● **INSTRUCTIONS TO FOLLOW**: Reproduce the items below verbatim, starting at the line that contains "the form [40,69]." and ending at the last line of the items.

Stored entries:
▶
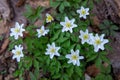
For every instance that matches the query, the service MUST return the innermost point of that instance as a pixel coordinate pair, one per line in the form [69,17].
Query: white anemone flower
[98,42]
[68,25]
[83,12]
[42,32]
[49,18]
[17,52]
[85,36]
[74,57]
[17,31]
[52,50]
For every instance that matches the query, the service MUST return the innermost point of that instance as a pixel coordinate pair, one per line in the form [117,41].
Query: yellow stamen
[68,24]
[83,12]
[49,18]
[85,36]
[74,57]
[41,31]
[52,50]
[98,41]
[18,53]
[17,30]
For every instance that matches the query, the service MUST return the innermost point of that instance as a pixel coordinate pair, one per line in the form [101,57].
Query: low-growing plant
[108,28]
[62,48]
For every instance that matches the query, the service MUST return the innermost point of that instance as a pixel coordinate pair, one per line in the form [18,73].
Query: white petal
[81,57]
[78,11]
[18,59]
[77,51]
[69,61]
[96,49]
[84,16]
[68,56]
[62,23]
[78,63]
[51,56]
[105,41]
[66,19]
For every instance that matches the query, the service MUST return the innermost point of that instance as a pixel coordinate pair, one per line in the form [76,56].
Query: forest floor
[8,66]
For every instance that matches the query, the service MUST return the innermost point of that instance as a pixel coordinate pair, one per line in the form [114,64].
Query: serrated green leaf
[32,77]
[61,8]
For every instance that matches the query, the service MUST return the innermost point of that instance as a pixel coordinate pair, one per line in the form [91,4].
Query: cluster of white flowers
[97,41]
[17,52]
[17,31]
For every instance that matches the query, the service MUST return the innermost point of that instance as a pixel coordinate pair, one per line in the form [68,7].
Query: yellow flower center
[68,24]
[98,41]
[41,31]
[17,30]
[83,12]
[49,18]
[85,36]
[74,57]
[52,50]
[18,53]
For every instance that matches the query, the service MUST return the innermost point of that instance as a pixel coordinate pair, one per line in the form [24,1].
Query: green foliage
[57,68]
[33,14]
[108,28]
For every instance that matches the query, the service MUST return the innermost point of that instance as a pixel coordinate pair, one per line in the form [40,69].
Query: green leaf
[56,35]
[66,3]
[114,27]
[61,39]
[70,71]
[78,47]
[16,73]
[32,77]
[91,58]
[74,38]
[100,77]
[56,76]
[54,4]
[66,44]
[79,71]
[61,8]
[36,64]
◀
● **FINISHED ANSWER**:
For every instance that matches the query, the service MUST return the innermost point of that instance as a pixel coordinate pair, one per line in the form [40,69].
Query: green leaf
[56,35]
[66,3]
[114,27]
[61,39]
[70,71]
[78,47]
[16,73]
[32,77]
[91,58]
[74,38]
[100,77]
[56,76]
[54,4]
[66,44]
[79,71]
[61,8]
[36,64]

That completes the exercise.